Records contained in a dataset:
▬▬▬
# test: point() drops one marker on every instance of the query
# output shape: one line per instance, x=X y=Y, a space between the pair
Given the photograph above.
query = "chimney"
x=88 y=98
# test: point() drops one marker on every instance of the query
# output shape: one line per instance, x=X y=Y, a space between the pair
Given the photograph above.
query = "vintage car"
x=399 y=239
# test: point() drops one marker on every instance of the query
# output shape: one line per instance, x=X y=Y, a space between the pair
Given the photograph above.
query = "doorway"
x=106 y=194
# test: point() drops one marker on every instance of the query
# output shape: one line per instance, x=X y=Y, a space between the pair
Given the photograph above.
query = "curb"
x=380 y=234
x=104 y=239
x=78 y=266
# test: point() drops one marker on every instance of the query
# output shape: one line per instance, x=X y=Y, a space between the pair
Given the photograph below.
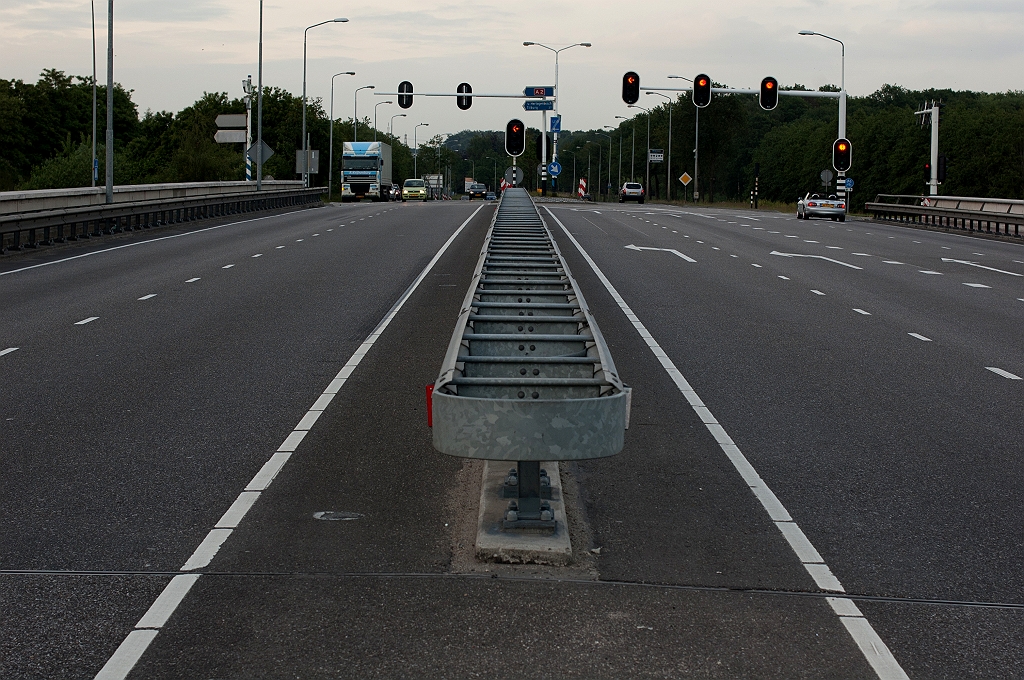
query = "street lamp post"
x=544 y=133
x=330 y=171
x=355 y=120
x=390 y=126
x=375 y=116
x=416 y=147
x=647 y=111
x=305 y=144
x=668 y=168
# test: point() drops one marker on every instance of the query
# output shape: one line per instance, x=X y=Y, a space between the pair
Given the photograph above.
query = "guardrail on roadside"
x=995 y=216
x=46 y=227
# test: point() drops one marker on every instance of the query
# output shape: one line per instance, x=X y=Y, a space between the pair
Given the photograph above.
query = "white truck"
x=366 y=171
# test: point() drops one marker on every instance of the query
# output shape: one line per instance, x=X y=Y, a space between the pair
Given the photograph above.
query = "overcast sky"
x=170 y=52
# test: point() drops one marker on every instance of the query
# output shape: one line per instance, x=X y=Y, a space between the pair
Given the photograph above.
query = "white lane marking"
x=875 y=650
x=121 y=664
x=981 y=266
x=145 y=243
x=816 y=257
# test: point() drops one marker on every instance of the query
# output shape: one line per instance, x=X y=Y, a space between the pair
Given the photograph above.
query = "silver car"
x=814 y=205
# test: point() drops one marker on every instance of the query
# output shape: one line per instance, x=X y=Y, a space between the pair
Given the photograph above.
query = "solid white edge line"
x=870 y=645
x=148 y=241
x=998 y=372
x=131 y=649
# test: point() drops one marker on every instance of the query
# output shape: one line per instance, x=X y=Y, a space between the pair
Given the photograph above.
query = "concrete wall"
x=18 y=202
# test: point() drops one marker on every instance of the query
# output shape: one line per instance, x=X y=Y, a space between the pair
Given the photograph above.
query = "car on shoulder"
x=815 y=205
x=414 y=189
x=631 y=192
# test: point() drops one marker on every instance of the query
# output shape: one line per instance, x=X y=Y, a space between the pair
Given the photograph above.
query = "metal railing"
x=992 y=216
x=527 y=376
x=32 y=229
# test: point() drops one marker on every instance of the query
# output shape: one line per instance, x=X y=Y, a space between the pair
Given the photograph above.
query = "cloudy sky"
x=169 y=52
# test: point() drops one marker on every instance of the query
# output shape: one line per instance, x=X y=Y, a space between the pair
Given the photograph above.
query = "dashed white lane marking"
x=998 y=372
x=873 y=648
x=120 y=665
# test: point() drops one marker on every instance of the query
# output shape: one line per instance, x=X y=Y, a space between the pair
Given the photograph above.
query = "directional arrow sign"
x=666 y=250
x=981 y=266
x=818 y=257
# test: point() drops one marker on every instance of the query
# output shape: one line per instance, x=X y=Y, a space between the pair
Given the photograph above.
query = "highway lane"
x=899 y=456
x=126 y=437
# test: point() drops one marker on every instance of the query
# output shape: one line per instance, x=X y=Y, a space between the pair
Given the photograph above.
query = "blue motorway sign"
x=538 y=104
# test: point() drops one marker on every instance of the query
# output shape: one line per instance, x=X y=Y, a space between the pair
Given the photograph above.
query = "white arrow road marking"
x=667 y=250
x=981 y=266
x=819 y=257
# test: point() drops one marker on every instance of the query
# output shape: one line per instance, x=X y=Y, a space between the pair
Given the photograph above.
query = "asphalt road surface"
x=178 y=409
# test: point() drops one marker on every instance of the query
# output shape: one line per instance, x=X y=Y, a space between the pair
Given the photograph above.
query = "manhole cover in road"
x=337 y=515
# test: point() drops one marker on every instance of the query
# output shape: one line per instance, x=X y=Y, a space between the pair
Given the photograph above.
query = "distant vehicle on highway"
x=814 y=205
x=415 y=189
x=631 y=192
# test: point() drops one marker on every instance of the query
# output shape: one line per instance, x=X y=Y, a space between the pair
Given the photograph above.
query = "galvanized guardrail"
x=46 y=227
x=527 y=376
x=995 y=216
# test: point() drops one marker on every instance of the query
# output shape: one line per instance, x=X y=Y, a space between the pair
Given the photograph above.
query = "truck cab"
x=366 y=171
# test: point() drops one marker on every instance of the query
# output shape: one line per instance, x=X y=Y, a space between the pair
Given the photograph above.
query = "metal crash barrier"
x=527 y=376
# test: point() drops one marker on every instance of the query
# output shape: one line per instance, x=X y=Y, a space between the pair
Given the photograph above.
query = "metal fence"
x=32 y=229
x=993 y=216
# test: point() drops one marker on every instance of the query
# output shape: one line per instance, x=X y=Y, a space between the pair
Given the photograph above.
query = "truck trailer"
x=366 y=171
▬▬▬
*WORK ORDER:* What you should produce is an exact copy of the records, with the pictures left out.

*PROBLEM SOLUTION:*
# test: point() drops one marker on every instance of the query
# output shape: one line per instance, x=X y=Y, a space between the pair
Given the photograph above.
query = "chimney"
x=88 y=98
# test: point() drops one marker on every instance of the query
# output shape: one line per instance, x=X y=Y, a space between the pair
Given the photograph above.
query = "vintage car"
x=399 y=239
# test: point() drops one marker on every instance of the query
# output shape: one line per instance, x=X y=Y, a space between the pair
Given the photograph above.
query = "doorway"
x=106 y=194
# test: point() drops one marker on every instance of the query
# output shape: one line per instance, x=X y=Y, a space between the pair
Given the photograph above.
query = "curb"
x=380 y=234
x=104 y=239
x=78 y=266
# test: point() drops one marker on every instance of the query
# output shape: one line per instance, x=X y=Y, a space between the pair
Given the photograph below.
query = "street lamp post"
x=544 y=133
x=330 y=171
x=355 y=120
x=390 y=126
x=375 y=116
x=416 y=147
x=647 y=111
x=305 y=144
x=668 y=168
# test: point() drops one marker on every instance of the query
# output shape: one line per instance, x=X y=Y, a space between the pair
Given the photograph above.
query = "guardrail on roadside"
x=995 y=216
x=46 y=227
# test: point() drops one marker on every instance of the query
# output shape: one line per instance, x=X y=Y, a space between the pair
Given the photograph above.
query = "white truck"
x=366 y=171
# test: point() drops one marker on every instance of the query
# output shape: one line per instance, x=X y=Y, a space between the pair
Given the photograph above.
query = "overcast sky"
x=170 y=52
# test: point() drops one marker on every instance of the query
# output shape: one line per instance, x=X y=Y, a space between the pair
Given the photograph above.
query = "white lane marking"
x=875 y=650
x=121 y=664
x=981 y=266
x=145 y=243
x=816 y=257
# test: point() drops one marker on every instance of the query
# output shape: one line per instance, x=X y=Y, a space between the pair
Given the photograph above.
query = "silver car"
x=814 y=205
# test: point() drops one marker on every instance of the query
# output shape: one line per instance, x=X y=Y, a space between the pair
Given the photograph above.
query = "solid white edge line"
x=870 y=645
x=148 y=241
x=998 y=372
x=131 y=649
# test: point() drops one marker on every instance of the query
# output shape: one line per instance, x=X y=Y, a space between the pair
Given the photograph above.
query = "concrete wall"
x=18 y=202
# test: point() drops one marker on every instance of the query
# output shape: one line per instance, x=X y=Y, a space between the pair
Given the photograph above.
query = "car on shoulder"
x=815 y=205
x=414 y=189
x=631 y=192
# test: point() drops one marker on every instance of the query
# output shape: one line per instance, x=X y=Y, a space between the pair
Given the photograph above.
query = "metal railing"
x=992 y=216
x=527 y=376
x=32 y=229
# test: point() drops one marker on every instance of the query
# output shape: one line per instance, x=X y=Y, a space between the pair
Given the photograph above.
query = "cloudy sky"
x=169 y=52
# test: point() drops one marker on every instance of the query
# output shape: one line per instance, x=X y=Y, a space between the pair
Given the photograph above.
query = "dashed white lane marking"
x=998 y=372
x=873 y=648
x=120 y=665
# test: point() drops one marker on every instance of the query
# output shape: one line per instance, x=X y=Y, a space between the pair
Given the photograph above.
query = "directional arrow sign"
x=666 y=250
x=981 y=266
x=818 y=257
# test: point() drops one marker on every instance of the query
# output shape: one line per instance, x=X y=Y, a space between the pair
Given the photograph above.
query = "highway lane"
x=899 y=456
x=126 y=437
# test: point() drops one marker on every instance of the query
# output shape: one line per instance, x=X y=Y, a space between the pair
Given the photograph above.
query = "blue motorway sign"
x=538 y=104
# test: point() drops one marker on every instance of the query
# output shape: one line per instance, x=X y=Y, a space between the pair
Given the photograph above.
query = "white arrow road marking"
x=667 y=250
x=981 y=266
x=819 y=257
# test: point() drops one marker on every instance of the query
# output shape: one line per instance, x=X y=Y, a space between the pair
Given the photograph above.
query = "asphalt road surface"
x=178 y=409
# test: point() drops one marker on every instance of the query
# output shape: one line per instance, x=X y=Y, a space between the pair
Given the photograph above.
query = "manhole cover in road"
x=337 y=515
# test: point() drops one marker on every instance of the query
# output shape: one line per instance, x=X y=Y, a space between the pair
Given the photograph above.
query = "distant vehicle on highway"
x=814 y=205
x=415 y=189
x=631 y=192
# test: point() drops one marker on every instance of the query
# output shape: one line per instance, x=X y=Y, a space between the pair
Given the photograph above.
query = "galvanized guardrail"
x=46 y=227
x=527 y=376
x=995 y=216
# test: point() drops one marker on every instance of the query
# output shape: one line per instance, x=X y=Y, a space between the pair
Given the photograph above.
query = "truck cab"
x=366 y=171
# test: point() drops one marker on every instance of the query
# output shape: one line per instance, x=X y=Y, a space between the pair
Given the photograph above.
query = "metal crash barrier"
x=527 y=376
# test: point() drops one marker on every instance of the query
# output shape: one line per instance, x=X y=Y, a space between the pair
Given the photograph above.
query = "metal fence"
x=32 y=229
x=993 y=216
# test: point() drops one marker on every instance of the query
# output shape: one line per instance, x=X y=Y, a space between the pair
Given the photograph above.
query = "truck trailer"
x=366 y=171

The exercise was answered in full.